• What you will do
Locate the line containing "of the yellow", then please write out that line and all the lines below it in the entries exactly.
BEGIN Entries provided
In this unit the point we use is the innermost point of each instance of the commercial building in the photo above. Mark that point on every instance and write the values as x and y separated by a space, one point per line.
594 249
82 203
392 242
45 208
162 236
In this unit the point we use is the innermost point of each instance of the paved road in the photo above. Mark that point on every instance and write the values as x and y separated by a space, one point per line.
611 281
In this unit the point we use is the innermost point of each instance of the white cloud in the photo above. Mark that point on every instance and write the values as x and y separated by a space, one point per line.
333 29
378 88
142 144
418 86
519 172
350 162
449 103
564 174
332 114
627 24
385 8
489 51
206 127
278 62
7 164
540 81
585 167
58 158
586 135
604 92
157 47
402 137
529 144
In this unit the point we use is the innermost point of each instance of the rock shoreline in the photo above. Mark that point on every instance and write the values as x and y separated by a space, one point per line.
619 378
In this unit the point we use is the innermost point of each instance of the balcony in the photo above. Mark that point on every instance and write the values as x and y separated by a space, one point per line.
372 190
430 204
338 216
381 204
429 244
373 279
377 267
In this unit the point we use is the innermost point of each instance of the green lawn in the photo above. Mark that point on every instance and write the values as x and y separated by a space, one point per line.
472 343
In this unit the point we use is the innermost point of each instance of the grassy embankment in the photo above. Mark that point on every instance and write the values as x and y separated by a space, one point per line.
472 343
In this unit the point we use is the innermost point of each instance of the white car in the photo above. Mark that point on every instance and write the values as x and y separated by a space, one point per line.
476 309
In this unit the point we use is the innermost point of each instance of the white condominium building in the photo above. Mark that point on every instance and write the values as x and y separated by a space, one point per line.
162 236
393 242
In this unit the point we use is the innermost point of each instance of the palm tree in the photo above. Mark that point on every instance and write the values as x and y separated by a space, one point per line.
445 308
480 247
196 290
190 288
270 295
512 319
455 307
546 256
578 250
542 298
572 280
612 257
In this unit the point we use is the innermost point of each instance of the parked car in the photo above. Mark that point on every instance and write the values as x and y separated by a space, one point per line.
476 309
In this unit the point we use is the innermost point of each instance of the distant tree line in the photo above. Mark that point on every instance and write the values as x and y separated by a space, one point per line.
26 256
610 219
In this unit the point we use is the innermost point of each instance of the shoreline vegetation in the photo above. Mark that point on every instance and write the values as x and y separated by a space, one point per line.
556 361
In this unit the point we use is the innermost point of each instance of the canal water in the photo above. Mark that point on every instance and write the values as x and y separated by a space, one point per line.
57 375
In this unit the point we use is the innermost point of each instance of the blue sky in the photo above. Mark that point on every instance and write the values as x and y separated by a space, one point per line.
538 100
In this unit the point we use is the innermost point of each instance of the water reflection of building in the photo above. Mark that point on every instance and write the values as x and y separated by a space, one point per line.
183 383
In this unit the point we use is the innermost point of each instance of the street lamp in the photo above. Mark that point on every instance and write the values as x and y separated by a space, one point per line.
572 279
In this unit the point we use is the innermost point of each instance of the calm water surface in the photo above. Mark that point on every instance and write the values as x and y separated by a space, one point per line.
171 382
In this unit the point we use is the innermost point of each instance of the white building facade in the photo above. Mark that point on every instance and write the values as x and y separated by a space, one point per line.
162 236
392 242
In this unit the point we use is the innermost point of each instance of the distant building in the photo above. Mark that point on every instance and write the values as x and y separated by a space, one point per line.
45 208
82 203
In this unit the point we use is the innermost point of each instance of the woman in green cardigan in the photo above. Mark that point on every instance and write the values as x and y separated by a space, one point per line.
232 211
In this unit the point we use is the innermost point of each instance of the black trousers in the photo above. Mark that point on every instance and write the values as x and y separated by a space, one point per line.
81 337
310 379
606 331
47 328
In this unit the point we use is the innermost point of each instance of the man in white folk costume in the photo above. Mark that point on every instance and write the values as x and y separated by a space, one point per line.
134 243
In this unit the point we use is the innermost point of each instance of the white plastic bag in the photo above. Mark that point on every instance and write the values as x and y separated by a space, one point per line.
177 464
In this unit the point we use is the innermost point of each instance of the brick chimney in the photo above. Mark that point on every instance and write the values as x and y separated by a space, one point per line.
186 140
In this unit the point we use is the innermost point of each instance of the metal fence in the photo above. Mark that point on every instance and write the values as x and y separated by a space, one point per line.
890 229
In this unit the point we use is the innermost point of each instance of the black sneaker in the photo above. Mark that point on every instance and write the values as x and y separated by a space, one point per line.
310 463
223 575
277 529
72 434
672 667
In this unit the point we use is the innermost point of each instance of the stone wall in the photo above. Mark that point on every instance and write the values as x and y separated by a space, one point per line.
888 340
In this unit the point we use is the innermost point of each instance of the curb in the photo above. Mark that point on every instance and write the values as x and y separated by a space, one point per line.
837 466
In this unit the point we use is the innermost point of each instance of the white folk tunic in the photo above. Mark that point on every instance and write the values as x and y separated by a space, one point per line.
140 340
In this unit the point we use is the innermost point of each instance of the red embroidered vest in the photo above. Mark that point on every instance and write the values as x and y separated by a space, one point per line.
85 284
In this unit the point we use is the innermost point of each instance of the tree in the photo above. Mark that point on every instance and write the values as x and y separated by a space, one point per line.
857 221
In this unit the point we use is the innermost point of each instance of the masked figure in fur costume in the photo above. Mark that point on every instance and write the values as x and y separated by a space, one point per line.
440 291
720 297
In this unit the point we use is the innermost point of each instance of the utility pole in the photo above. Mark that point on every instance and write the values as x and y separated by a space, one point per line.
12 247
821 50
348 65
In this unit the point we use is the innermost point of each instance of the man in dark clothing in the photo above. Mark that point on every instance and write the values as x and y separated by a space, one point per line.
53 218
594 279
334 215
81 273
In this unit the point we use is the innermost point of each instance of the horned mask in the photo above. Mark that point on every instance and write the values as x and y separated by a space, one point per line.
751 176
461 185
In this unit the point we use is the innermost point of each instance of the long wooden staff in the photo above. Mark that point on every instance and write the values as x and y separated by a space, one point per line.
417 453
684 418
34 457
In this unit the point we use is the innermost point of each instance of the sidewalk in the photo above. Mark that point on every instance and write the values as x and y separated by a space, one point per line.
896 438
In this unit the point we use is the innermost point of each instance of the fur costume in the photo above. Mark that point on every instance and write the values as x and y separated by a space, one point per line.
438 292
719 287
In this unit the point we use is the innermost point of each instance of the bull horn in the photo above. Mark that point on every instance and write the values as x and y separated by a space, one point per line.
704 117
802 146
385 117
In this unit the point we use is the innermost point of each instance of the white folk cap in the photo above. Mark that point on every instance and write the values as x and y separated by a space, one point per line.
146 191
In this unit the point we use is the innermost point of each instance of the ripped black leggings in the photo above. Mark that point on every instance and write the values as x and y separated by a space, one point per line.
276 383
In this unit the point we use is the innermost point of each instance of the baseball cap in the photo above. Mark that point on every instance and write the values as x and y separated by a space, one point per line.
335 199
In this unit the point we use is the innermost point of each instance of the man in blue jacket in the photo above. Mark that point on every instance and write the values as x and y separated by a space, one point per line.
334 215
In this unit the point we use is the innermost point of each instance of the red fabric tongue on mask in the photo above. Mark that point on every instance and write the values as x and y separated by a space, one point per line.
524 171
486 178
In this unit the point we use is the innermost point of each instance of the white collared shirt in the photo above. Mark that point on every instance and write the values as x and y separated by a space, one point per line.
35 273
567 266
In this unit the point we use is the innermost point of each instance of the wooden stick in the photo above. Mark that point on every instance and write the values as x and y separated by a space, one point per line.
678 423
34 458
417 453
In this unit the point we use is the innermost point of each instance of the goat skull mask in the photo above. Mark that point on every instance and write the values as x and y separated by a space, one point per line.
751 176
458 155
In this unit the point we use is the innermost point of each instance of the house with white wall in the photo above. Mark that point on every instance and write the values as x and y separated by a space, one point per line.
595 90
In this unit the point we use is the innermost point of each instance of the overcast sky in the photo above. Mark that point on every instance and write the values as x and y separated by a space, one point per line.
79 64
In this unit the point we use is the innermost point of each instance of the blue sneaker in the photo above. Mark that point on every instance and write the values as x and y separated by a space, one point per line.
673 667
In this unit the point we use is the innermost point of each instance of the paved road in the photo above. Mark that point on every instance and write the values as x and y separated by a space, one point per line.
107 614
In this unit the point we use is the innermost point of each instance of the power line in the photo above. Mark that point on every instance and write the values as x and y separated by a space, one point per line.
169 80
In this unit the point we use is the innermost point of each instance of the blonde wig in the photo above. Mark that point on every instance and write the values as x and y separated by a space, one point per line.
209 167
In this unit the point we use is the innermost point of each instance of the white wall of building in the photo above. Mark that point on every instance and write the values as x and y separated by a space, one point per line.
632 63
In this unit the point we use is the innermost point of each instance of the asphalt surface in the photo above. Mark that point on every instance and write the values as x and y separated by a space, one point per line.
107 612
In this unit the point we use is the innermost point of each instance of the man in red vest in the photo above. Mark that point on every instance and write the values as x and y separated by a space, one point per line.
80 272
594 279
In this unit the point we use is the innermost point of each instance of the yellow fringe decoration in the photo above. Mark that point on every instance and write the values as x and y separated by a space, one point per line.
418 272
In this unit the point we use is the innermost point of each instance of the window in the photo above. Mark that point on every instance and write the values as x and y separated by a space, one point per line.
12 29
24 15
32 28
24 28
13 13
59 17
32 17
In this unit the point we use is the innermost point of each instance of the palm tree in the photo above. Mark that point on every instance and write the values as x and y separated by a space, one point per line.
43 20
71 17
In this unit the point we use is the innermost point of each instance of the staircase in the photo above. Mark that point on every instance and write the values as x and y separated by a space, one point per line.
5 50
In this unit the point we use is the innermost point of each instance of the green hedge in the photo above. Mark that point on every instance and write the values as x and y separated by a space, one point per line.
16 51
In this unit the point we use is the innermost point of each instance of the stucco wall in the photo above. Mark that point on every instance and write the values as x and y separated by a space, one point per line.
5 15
END Entries provided
• The result
In this unit the point we use is the innermost point of each instance of the yellow fringe decoration in the photo above. Mark that point on every instance and write the values as x and y separated by a space, one point per line.
418 272
In this unit the point we use is the innermost point of each instance of the window in the photo above. Mark that point on every instance and write the values as x and y separated by a space, one point per line.
12 29
24 15
32 28
24 28
13 13
59 17
32 17
In this unit the point we use is the innermost point of each instance of the palm tree in the photo above. Mark that point on every instance and write the values as x and y separated by a space, one point per line.
43 20
71 17
In this unit the point we use is the innermost point of each instance of the staircase in the photo above. Mark that point on every instance and write the values as x and y separated by a space, one point per line.
5 50
In this unit the point we use is the innermost point of each instance of the green hedge in the photo above. Mark that point on every instance and write the values as x and y separated by a space, one point per line.
16 51
In this unit the point we use is the innermost point of each instance of the stucco wall in the photo above. Mark that point on every instance and write the values as x and y separated by a space, one point per line.
5 15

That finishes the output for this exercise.